> _タスク一覧_:
1. 本文のうち、「政府は、これまで基金に係る制」から「を公表することとなっている。」に至るまでのすべてを一字一句変えずに複製してください。
2. 本文によると、基金法人が定期的な見直しの際に保有割合を算出するのは何のためか、1〜3文で説明してください。

> _本文_:
国は、地方公共団体及び法人等(注1)が、基金を設置又は積増し(以下「設置造成」という。)して、単年度では完結しない特定の目的を持つ事務又は事業(以下「基金事業」という。)を実施する場合に、その基金の設置造成に必要な資金の全部又は一部を対象として、当該地方公共団体及び法人等に国庫補助金又は国庫交付金(以下「国庫補助金等」という。)を直接又は間接に交付している。そして、国庫補助金等の交付を受けて基金を設置造成した地方公共団体及び法人等は、国の交付要綱等に基づき、設置造成した基金を他の事業の財源と区分して経理し、基金事業を実施している。
上記の基金を運営形態別に分類すると、おおむね次のとおりとなる。
政府は、これまで基金に係る制度の見直しなどについて検討を行っており、平成18年以降、政府が実施した主な見直しなどの状況は、次のとおりである。
政府は、18年8月に、「補助金等の交付により造成した基金等に関する基準」(平成18年8月閣議決定。以下「基金基準」という。)を閣議決定し、国庫補助金等の交付を受けて設置造成した基金を保有する法人(独立行政法人、特殊法人、認可法人及び共済組合を除く。以下、この基金基準の対象となる法人を「基金法人」という。)が当該基金により実施している事業に関して、国庫補助金等の交付元府省が国庫補助金等の交付要綱等に基づく指導監督を行う場合の基準を定めている。
基金基準において、各府省は、国庫補助金等を交付する際に、基金事業を終了する時期(以下「終期」という。)を設定し、これを交付要綱等に明記するとともに、基金法人において、①少なくとも5年に1回は定期的に見直しをすること、②あらかじめ事業の効果に着目して定めた目標の達成度を評価し、当該結果を公表すること、③定期的な見直しの際に、基金の規模が過大となっていないかなどの状況を客観的に把握するために、基金事業に要する費用に対する保有金額等の割合(以下「保有割合」という。)を合理的な事業見通しなどを用いて算出すること、④直近3年以上事業実績がない基金、保有割合が1を大幅に上回っている基金等の使用見込みの低い基金については、定期的な見直しの際に国庫補助金等の国庫への返納等その基金の取扱いを検討することなどの基準を明記することとなっている。また、基金法人及び各府省は、基金の名称、基金額、終期、定期的な見直しの時期、基金事業の目標等を公表することとなっている。
政府は、国民本位で時代に即した合理的かつ効率的な行政を実現するために、行政改革を政府一体となって、総合的かつ積極的に推進することを目的として、25年1月に閣議決定により内閣に行政改革推進本部を設置するとともに、行政改革に関する重要事項の調査審議等を実施するために、同本部の下に行政改革推進会議を設置した。

> _収集データ_:

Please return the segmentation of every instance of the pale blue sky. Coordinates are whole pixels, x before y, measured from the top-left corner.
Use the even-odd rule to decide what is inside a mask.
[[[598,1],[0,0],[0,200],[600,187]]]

> _タスク別結果_:
1.
政府は、これまで基金に係る制度の見直しなどについて検討を行っており、平成18年以降、政府が実施した主な見直しなどの状況は、次のとおりである。
政府は、18年8月に、「補助金等の交付により造成した基金等に関する基準」(平成18年8月閣議決定。以下「基金基準」という。)を閣議決定し、国庫補助金等の交付を受けて設置造成した基金を保有する法人(独立行政法人、特殊法人、認可法人及び共済組合を除く。以下、この基金基準の対象となる法人を「基金法人」という。)が当該基金により実施している事業に関して、国庫補助金等の交付元府省が国庫補助金等の交付要綱等に基づく指導監督を行う場合の基準を定めている。
基金基準において、各府省は、国庫補助金等を交付する際に、基金事業を終了する時期(以下「終期」という。)を設定し、これを交付要綱等に明記するとともに、基金法人において、①少なくとも5年に1回は定期的に見直しをすること、②あらかじめ事業の効果に着目して定めた目標の達成度を評価し、当該結果を公表すること、③定期的な見直しの際に、基金の規模が過大となっていないかなどの状況を客観的に把握するために、基金事業に要する費用に対する保有金額等の割合(以下「保有割合」という。)を合理的な事業見通しなどを用いて算出すること、④直近3年以上事業実績がない基金、保有割合が1を大幅に上回っている基金等の使用見込みの低い基金については、定期的な見直しの際に国庫補助金等の国庫への返納等その基金の取扱いを検討することなどの基準を明記することとなっている。また、基金法人及び各府省は、基金の名称、基金額、終期、定期的な見直しの時期、基金事業の目標等を公表することとなっている。

2. 基金の規模が過大となっていないかなどの状況を客観的に把握するためです。保有割合とは基金事業に要する費用に対する保有金額等の割合で、合理的な事業見通しなどを用いて算出します。